§ **Things to do**
a: Answer these questions from the article on Kenya's state corporations, each on its own line with the matching mark:
(i) How much money did the government inject into Kenya Airways in February?
(ii) How many senior managers in Kenya Power's supply chain department were sent home?
(iii) How many parastatals were covered by the financial health check the National Treasury completed?
b: For each statement below, say whether the article on Kenya's state corporations supports it. Answer yes or no, and quote the words of the article that decide it.
(i) The government owns a 50 per cent stake in Kenya Power.
(ii) Kenya Airways retained the international aviation consultant in July.
(iii) Kenya Broadcasting Corporation was found to be insolvent.
c: Continue the article on restructuring Kenya's state corporations from its final sentence.

--- Exercise text Enclosed Below ---

At KQ, the IMF expects the recently completed forward-looking financial evaluation to catalyse the restructuring of the loss-making airline whose woes were aggravated by the Covid-19 pandemic.

An international aviation consultant was retained by Kenya Airways in May to undertake an in-depth financial assessment of the troubled airline which is expected to be nationalized.

In February, the government injected Sh26.5 billion into the airline as part of its plan to nationalise the carrier. Kenya Power, in which the government owns a 50 per cent stake, has also been fingered for clean-up in what is aimed at reducing Kenya’s fiscal risk.

The clean-up of Kenya Power is ongoing with 59 senior managers in the supply chain department being sent home to pave way for the audit of the power producer’s tendering process.

The electricity distributor said the supply chain and logistics department staff had been made to step aside pending investigation into possible procurement malpractices that have threatened the sustainability of the company while exposing consumers to high power bills.

There have also been attempts to reform public universities most of which are cash-strapped.

In July, the National Treasury announced that it had completed a financial health check on 18 parastatals that unearthed a cumulative five-year financial shortfall of Sh70 billion, which means that a good number of the parastatals are in the red with liabilities exceeding their assets.

Consequently, National Treasury Cabinet Secretary Ukur Yatani said the government will undertake a rigorous restructuring of the State corporations.

“This requires multi-faceted efforts by all stakeholders to address the financial challenges facing SOEs including, but not limited to, possible reforms and restructuring through expenditure rationalisation, revenue-enhancing measures and sealing of revenue leakages to minimise financial support from the Exchequer,” said Yatani.

Kenya Broadcasting Corporation, East African Portland Cement Company, Postal Corporation of Kenya and Kenya Post Office Savings Bank were found to be insolvent. The IMF acknowledges there might be negative results that might come with restructuring, with most Kenyans recalling the 1990s when hundreds of thousands of retrenched civil servants died of stress after being hounded out of jobs.

--- End of Enclosed Exercise text ---
--- Excerpted records Enclosed Below ---

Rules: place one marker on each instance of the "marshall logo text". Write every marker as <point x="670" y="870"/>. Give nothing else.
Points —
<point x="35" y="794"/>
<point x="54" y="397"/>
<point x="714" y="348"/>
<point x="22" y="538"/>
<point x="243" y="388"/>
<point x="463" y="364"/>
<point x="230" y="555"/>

--- End of Enclosed Excerpted records ---

§ **Exercise responses**
a:
(i) Sh26.5 billion
(ii) 59
(iii) 18

b:
(i) Yes: "Kenya Power, in which the government owns a 50 per cent stake"
(ii) No: "An international aviation consultant was retained by Kenya Airways in May"
(iii) Yes: "Kenya Broadcasting Corporation, East African Portland Cement Company, Postal Corporation of Kenya and Kenya Post Office Savings Bank were found to be insolvent."

c:
“In preparing to support the restructuring, the authorities are moving to proactively manage difficult tradeoffs while protecting social spending and achieving their debt reduction objectives in line with the IMF-supported programme,” said the IMF. Should the IMF’s executive board approve the staff-level agreement, Kenya will have received a total of Sh109.7 billion from the Bretton Woods institution.

“The authorities have remained firmly committed to their economic programme in this complex environment,” said the IMF in a statement, noting that the government outperformed on their fiscal target for the financial year 2020-21.

The country’s tax collection revenue, said the global lender, has improved offering the National Treasury essential resources that will see it cut down on its borrowing needs.

The three-year programme is aimed at improving the country’s public finances by increasing tax revenues and reducing spending, especially non-essential spending. This will narrow of the gap between the country’s tax revenues and its spending budget or fiscal deficit.

The programme will also see some fledgling State corporations that have been a burden to the Exchequer put on the chopping board.

The restructuring of these State-owned enterprises, critics fear, is likely to result in the retrenchment of civil servants as some of the State bodies are merged, privatised or just killed.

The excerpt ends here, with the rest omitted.